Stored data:
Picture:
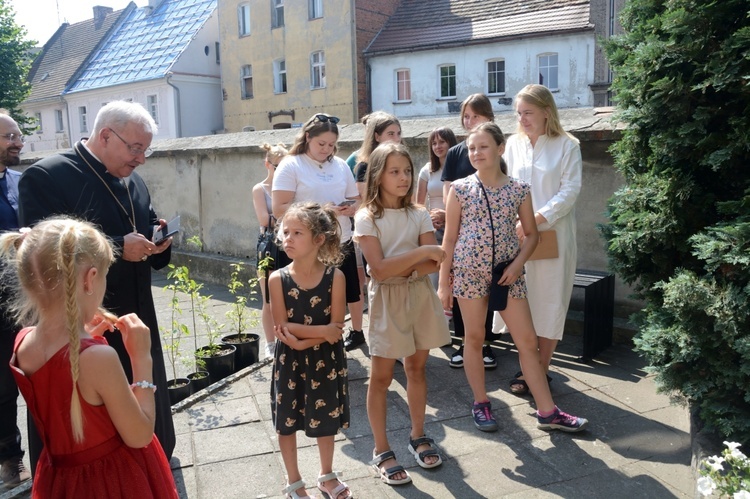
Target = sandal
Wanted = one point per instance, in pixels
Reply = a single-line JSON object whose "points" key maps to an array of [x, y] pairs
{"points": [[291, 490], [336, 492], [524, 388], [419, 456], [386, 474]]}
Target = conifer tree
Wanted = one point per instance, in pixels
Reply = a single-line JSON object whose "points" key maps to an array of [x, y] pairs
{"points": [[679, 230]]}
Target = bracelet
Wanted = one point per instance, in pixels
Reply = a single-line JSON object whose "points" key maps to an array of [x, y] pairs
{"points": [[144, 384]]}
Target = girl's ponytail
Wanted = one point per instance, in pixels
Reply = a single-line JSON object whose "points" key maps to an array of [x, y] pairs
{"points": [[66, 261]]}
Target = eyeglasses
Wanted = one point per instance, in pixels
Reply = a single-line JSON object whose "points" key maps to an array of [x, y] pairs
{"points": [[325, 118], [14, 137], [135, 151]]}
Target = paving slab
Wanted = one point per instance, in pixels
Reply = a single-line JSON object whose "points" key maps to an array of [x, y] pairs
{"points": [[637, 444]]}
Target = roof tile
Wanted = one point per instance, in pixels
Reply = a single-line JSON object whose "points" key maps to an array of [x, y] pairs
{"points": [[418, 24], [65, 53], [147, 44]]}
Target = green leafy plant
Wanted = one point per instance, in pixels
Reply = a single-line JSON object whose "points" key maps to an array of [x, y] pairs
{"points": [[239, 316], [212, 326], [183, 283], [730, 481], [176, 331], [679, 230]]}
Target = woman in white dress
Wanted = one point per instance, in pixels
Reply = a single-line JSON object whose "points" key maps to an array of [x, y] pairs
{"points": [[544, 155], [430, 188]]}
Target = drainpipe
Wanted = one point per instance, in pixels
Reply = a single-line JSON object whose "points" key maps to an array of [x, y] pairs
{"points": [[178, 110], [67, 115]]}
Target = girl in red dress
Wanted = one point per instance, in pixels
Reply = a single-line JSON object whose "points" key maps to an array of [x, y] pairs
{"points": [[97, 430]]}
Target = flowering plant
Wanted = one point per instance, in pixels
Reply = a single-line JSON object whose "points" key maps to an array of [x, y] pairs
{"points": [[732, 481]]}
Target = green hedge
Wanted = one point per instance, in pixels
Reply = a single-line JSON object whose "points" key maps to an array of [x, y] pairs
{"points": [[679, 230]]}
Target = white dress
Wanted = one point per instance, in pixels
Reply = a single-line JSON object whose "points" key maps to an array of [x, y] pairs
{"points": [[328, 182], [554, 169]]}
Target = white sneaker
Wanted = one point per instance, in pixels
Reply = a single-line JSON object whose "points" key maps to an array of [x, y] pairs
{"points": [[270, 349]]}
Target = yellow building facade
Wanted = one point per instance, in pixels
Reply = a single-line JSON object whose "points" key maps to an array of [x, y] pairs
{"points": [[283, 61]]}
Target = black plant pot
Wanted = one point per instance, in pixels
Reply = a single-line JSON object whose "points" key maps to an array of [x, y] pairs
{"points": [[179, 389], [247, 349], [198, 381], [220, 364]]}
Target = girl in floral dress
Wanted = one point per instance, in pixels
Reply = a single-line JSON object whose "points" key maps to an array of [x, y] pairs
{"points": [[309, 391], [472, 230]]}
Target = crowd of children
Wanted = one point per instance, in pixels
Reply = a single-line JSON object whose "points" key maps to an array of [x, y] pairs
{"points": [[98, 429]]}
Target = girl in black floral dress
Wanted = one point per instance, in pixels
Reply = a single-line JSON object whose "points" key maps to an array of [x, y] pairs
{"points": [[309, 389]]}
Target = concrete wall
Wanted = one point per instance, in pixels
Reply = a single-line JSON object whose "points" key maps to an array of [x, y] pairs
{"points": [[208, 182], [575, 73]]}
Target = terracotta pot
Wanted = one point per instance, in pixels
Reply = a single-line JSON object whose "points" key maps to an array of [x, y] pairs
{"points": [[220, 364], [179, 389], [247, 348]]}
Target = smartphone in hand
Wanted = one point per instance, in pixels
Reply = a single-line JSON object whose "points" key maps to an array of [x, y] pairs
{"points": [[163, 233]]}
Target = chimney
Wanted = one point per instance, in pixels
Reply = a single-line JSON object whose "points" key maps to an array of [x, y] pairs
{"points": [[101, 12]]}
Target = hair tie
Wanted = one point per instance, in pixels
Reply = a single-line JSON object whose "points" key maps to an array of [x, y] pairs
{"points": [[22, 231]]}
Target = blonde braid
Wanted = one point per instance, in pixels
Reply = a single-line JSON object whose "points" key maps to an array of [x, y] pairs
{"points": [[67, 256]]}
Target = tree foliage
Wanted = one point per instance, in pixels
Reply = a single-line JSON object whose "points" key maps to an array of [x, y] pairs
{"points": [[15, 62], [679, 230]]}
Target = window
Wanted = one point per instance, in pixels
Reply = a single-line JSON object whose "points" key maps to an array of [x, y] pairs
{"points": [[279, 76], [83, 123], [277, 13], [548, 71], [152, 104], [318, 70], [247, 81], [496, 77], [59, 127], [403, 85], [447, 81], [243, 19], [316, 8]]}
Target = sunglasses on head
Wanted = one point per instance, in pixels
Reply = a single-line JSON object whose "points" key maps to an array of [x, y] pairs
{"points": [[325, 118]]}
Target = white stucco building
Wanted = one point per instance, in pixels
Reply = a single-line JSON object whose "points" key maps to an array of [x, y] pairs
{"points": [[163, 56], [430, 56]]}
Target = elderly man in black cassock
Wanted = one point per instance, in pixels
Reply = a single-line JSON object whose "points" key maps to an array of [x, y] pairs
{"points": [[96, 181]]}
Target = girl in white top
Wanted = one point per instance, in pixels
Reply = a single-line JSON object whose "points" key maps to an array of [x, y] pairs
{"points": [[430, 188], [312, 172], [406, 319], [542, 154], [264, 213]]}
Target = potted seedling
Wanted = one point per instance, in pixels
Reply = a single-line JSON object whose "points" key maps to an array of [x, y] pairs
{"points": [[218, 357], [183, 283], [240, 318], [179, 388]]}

● WORK TO BE COMPLETED:
Reproduce each line of the records in which the string "building" appears.

● RESPONSE AREA:
Target = yellow building facade
Target = white stucco building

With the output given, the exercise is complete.